Records from a dataset
___

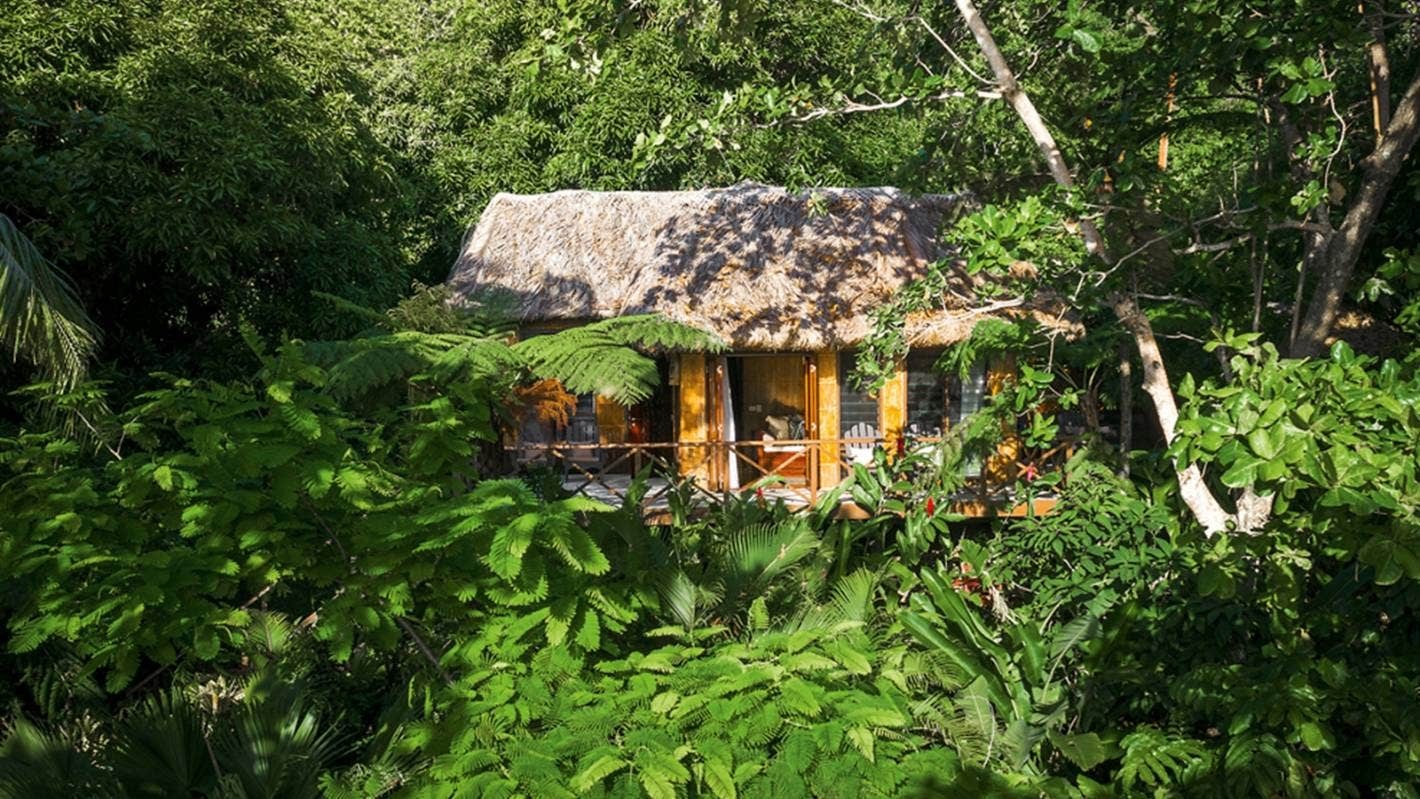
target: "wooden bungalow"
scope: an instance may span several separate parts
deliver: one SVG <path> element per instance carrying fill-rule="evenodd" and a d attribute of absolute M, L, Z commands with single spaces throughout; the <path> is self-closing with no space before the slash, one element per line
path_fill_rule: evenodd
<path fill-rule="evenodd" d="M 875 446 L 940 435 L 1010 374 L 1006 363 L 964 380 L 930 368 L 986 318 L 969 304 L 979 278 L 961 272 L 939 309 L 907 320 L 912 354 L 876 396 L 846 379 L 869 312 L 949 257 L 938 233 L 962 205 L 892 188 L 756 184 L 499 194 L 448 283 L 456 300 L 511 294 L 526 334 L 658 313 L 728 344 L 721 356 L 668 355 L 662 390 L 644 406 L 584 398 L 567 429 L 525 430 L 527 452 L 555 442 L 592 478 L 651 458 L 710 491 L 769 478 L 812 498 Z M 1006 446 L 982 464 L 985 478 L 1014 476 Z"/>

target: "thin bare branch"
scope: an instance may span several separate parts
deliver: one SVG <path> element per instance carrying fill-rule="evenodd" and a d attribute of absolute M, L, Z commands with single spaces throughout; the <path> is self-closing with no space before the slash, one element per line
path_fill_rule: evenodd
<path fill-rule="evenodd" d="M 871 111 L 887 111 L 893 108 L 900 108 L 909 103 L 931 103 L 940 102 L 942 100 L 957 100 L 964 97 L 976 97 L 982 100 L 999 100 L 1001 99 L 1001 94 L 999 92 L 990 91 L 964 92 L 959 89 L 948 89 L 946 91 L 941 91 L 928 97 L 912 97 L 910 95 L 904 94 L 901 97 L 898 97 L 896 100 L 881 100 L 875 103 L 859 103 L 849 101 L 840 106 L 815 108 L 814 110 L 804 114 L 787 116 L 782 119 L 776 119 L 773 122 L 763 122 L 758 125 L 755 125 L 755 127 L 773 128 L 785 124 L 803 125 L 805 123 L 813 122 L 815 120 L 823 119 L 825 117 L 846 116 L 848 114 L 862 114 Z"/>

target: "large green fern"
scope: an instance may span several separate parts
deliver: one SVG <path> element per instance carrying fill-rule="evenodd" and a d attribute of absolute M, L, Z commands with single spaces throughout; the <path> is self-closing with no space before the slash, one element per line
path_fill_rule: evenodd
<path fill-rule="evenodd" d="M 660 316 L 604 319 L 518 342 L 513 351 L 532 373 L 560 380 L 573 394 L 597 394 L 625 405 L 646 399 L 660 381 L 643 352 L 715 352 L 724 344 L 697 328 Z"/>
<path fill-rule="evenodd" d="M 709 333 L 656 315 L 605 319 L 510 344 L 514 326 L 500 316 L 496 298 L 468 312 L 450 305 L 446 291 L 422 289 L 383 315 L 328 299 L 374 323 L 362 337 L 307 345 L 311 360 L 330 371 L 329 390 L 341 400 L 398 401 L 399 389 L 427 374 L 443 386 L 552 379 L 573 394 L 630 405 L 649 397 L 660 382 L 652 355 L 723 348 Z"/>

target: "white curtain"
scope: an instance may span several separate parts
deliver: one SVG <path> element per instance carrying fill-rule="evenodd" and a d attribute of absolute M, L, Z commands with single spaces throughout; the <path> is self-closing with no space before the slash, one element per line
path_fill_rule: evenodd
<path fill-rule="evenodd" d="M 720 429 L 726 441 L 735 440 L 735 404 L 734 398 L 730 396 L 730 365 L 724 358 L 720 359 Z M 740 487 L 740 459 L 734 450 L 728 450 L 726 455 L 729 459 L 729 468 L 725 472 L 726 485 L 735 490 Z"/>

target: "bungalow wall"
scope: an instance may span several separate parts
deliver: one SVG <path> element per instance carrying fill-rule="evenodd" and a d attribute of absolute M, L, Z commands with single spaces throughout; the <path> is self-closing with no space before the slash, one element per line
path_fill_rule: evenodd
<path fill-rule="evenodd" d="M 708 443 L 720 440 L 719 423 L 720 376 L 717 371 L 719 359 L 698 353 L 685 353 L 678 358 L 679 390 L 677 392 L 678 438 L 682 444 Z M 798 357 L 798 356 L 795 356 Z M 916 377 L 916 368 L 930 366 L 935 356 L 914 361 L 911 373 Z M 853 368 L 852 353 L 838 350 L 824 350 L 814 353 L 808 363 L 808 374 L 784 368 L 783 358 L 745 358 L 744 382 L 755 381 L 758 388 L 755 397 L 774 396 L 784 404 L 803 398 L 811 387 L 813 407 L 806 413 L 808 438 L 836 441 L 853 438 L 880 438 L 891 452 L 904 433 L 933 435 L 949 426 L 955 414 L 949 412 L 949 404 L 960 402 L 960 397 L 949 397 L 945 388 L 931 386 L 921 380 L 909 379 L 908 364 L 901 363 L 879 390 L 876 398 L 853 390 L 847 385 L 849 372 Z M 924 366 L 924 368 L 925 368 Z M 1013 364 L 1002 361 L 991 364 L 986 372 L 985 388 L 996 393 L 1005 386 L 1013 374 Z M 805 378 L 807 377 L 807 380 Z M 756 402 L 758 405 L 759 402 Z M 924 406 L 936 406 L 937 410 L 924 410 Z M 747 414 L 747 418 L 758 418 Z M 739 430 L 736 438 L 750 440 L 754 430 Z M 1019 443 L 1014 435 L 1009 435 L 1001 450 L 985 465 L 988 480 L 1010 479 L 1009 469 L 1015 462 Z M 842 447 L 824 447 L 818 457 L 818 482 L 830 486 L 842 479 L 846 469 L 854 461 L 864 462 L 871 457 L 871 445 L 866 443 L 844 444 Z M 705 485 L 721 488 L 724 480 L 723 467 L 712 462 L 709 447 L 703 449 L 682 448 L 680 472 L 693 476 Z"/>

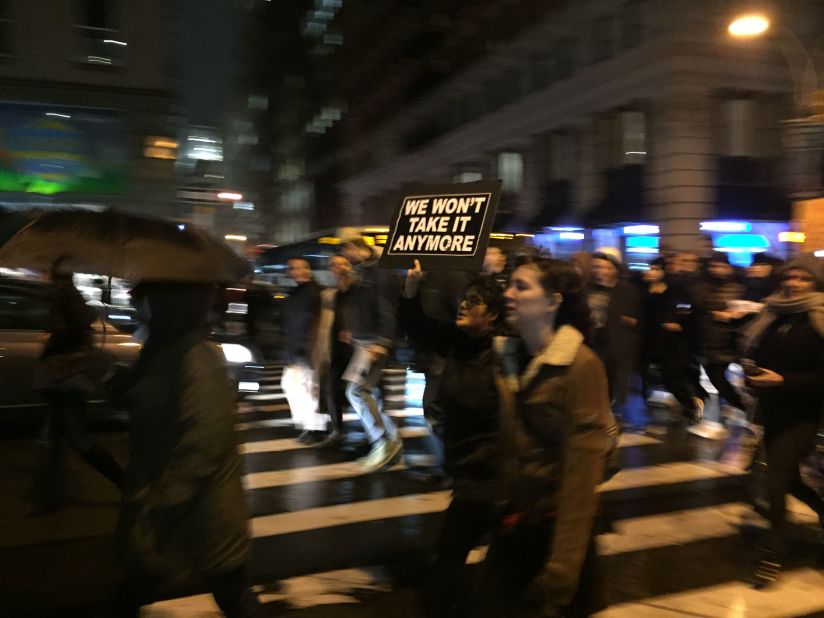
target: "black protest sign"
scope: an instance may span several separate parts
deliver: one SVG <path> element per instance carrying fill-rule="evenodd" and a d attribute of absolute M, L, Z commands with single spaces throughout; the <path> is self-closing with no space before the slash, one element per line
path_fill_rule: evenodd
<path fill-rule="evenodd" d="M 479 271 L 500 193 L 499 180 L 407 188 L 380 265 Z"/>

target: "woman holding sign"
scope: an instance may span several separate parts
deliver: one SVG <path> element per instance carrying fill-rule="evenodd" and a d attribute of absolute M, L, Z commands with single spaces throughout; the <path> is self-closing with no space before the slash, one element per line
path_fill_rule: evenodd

___

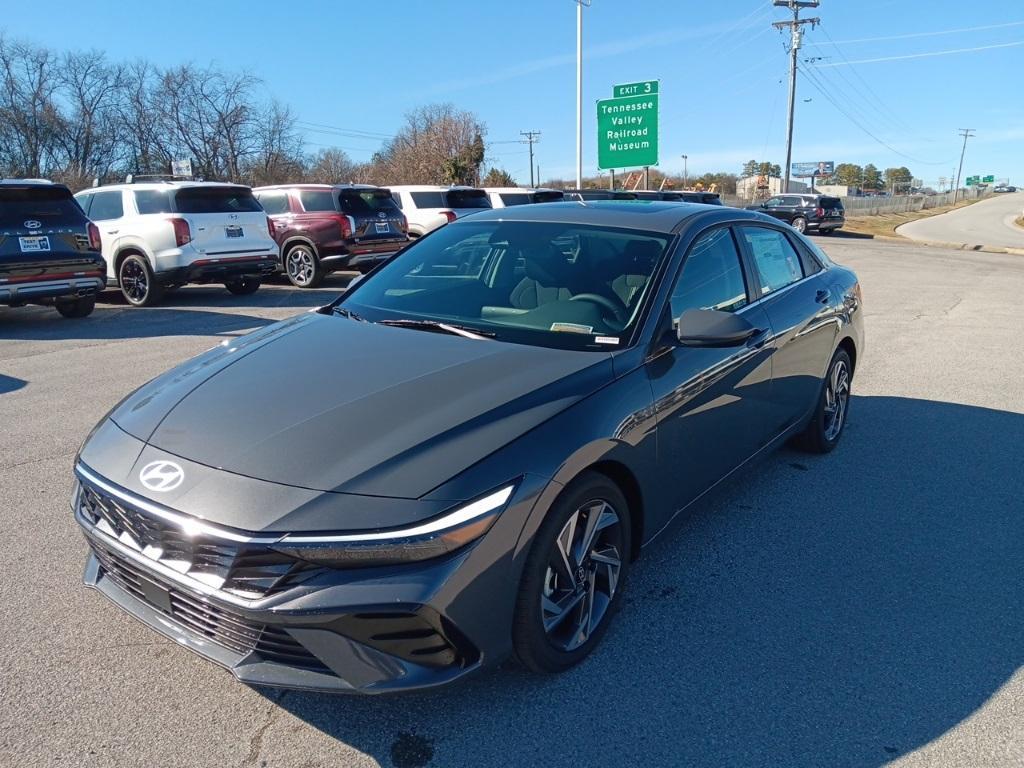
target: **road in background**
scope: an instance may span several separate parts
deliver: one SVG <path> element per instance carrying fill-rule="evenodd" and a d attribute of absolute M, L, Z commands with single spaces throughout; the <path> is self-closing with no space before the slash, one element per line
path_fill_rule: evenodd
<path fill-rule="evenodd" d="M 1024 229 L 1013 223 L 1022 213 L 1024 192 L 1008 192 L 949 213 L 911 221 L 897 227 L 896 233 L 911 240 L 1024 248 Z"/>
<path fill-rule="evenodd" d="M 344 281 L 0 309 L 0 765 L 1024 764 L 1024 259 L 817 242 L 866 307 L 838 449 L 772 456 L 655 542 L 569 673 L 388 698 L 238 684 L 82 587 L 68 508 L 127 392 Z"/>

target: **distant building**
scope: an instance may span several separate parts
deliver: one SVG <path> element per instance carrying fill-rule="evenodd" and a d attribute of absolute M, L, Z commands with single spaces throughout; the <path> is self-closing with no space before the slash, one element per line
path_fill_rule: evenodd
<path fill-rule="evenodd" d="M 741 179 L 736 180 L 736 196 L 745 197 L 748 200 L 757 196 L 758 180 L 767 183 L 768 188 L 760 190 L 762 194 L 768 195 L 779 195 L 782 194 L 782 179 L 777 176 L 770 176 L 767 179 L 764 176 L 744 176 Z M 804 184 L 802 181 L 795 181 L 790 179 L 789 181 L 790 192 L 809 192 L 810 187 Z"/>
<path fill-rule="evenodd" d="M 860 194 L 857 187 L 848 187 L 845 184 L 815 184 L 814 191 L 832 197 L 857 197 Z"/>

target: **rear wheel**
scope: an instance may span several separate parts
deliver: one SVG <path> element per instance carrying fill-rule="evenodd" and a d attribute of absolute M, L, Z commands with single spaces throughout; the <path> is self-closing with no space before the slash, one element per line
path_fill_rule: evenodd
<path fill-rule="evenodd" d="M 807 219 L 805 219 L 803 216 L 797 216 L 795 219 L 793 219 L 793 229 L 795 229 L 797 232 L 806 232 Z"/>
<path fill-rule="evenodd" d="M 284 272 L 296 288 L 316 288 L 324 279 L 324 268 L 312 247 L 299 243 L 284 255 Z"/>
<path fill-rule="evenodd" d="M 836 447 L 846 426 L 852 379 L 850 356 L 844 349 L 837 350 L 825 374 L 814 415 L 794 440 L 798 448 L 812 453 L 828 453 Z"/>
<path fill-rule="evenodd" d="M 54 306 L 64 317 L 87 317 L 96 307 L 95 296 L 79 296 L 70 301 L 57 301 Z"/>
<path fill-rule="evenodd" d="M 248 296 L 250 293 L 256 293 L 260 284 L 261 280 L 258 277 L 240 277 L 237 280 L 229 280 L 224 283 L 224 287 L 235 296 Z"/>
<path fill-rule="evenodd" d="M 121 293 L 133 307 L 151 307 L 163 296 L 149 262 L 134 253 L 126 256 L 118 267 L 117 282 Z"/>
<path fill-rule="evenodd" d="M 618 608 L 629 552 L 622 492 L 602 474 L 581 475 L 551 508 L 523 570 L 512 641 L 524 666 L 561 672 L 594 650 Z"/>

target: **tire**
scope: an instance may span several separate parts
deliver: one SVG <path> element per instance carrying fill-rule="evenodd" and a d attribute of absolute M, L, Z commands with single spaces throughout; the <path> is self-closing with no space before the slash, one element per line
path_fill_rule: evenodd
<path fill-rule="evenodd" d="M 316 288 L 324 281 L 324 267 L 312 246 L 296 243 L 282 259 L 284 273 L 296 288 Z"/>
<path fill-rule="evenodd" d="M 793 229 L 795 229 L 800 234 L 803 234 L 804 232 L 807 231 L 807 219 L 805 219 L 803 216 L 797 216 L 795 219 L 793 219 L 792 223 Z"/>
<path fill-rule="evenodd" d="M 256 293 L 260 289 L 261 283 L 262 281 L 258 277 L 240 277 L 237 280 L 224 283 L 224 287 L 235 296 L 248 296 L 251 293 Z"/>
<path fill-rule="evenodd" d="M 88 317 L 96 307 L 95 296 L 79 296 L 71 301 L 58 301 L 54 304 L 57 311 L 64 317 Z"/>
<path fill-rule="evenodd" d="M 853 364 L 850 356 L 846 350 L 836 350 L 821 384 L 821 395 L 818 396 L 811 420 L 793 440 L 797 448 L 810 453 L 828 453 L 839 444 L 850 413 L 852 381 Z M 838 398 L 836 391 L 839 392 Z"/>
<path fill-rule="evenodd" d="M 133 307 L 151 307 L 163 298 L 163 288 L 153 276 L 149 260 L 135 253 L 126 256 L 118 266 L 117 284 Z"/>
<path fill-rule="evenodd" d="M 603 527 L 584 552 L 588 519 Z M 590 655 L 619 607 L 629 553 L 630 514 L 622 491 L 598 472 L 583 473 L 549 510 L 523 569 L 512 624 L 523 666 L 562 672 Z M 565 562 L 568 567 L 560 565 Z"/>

___

__Work task__.
Wherever the word "bungalow" occurs in the data above, copy the line it sits in.

__Worked solution__.
target: "wooden bungalow"
target: "bungalow wall"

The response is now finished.